Source passage:
▬▬▬

There are some things that are easy to ignore in life. You can go for a lifetime and never have a McBurger, you can stay away from the gym for years and you can even refuse to use a satnav in the car. But there is one thing that we can`t run away from in our working life, that is Care Quality Commission. Whether we like it or not there are now some responsibilities that have been thrust upon us through the involvement of CQC in regulating what we do and how we perform in practice.
One aspect of practice that has changed beyond our pre-CQC experience can be illustrated by two small areas of Standard 1.
- 1B People who use services have their care, treatment and support needs met because: They, or those acting on their behalf, are involved in assessing, planning and carrying out their care, treatment and support.
- 1J People who use services can influence how the service is run as they are given opportunities to take part in decision making through:
- General discussions with the provider, on an informal basis, as the person who uses services wishes.
- Periodic surveys or gathering of their views.
- A representative user group made up of people who are using, or have used, the service or similar services.
This now gives the public, and our patients particularly, the right to have say in how we provide services. This is well demonstrated by a recent development, ‘A Call to Action’, an NHS England initiative in which CCGs will be required to meet with charities and patient groups to find ‘local solutions’ to the challenges facing the NHS.
How will this affect GPs? NHS bosses in London recently carried out a consultation on patient satisfaction with practice opening hours. This has now placed GPs in a difficult position as the report said: ‘Our health and care services need to radically change to better meet the needs of modern Londoners.’ Many patients report that they would like to be able to access their GP more quickly when they need to; and see a GP before work, after work or at the weekend.’
New inspector of general practice, Professor Steve Field, has also said `GPs will be facing scrutiny with regards to the level of access they provide to patients as part of a new CQC inspections regime coming into force from next April`. This means that the new, and focused, approach being considered by CQC will not be diminishing the responsibility to act on public/patient wishes.

▬▬▬

Listed records:
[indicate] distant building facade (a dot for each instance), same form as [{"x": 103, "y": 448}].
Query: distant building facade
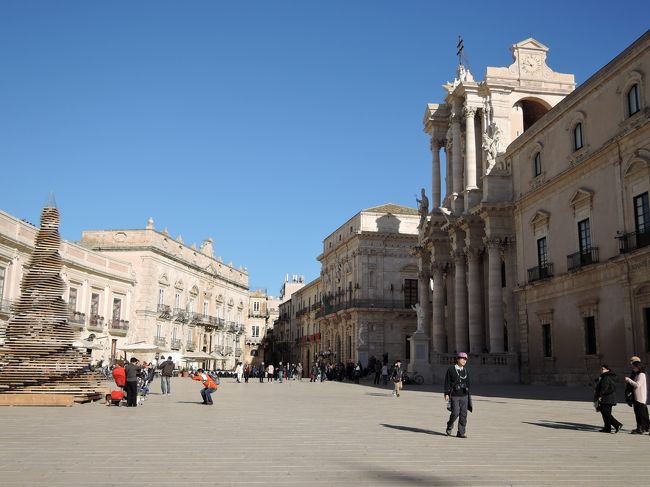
[
  {"x": 263, "y": 311},
  {"x": 368, "y": 285},
  {"x": 186, "y": 300},
  {"x": 100, "y": 289}
]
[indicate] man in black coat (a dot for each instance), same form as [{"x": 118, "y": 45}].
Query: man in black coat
[
  {"x": 605, "y": 398},
  {"x": 457, "y": 395}
]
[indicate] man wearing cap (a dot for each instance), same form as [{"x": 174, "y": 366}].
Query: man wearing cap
[{"x": 458, "y": 395}]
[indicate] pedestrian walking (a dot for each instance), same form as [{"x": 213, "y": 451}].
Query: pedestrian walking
[
  {"x": 396, "y": 376},
  {"x": 239, "y": 370},
  {"x": 377, "y": 372},
  {"x": 457, "y": 395},
  {"x": 209, "y": 386},
  {"x": 299, "y": 370},
  {"x": 269, "y": 373},
  {"x": 261, "y": 372},
  {"x": 605, "y": 399},
  {"x": 132, "y": 369},
  {"x": 637, "y": 381},
  {"x": 166, "y": 373},
  {"x": 280, "y": 372},
  {"x": 384, "y": 374}
]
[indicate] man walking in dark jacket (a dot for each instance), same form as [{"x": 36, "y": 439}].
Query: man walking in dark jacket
[
  {"x": 605, "y": 399},
  {"x": 457, "y": 395},
  {"x": 132, "y": 369},
  {"x": 166, "y": 373}
]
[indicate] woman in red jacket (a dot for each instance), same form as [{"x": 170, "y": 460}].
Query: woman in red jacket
[{"x": 209, "y": 386}]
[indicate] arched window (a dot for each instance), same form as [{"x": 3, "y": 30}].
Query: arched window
[
  {"x": 577, "y": 137},
  {"x": 633, "y": 102},
  {"x": 537, "y": 164}
]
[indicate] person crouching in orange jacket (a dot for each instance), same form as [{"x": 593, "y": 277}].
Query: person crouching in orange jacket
[{"x": 209, "y": 386}]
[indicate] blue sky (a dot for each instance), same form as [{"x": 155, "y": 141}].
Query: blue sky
[{"x": 263, "y": 124}]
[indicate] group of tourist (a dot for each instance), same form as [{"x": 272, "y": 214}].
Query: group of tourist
[
  {"x": 457, "y": 390},
  {"x": 636, "y": 396}
]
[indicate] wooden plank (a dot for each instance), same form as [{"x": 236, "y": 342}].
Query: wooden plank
[{"x": 36, "y": 400}]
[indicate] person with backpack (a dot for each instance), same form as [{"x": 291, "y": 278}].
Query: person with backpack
[
  {"x": 209, "y": 386},
  {"x": 605, "y": 399},
  {"x": 397, "y": 376},
  {"x": 457, "y": 395},
  {"x": 166, "y": 373}
]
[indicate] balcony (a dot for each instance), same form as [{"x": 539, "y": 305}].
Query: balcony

▬▬▬

Try it:
Return, word for word, the part of the passage on CQC regulation that opens with the words containing "This now gives" and closes with "facing the NHS.". The items above have no connection to the passage on CQC regulation.

Exercise response:
This now gives the public, and our patients particularly, the right to have say in how we provide services. This is well demonstrated by a recent development, ‘A Call to Action’, an NHS England initiative in which CCGs will be required to meet with charities and patient groups to find ‘local solutions’ to the challenges facing the NHS.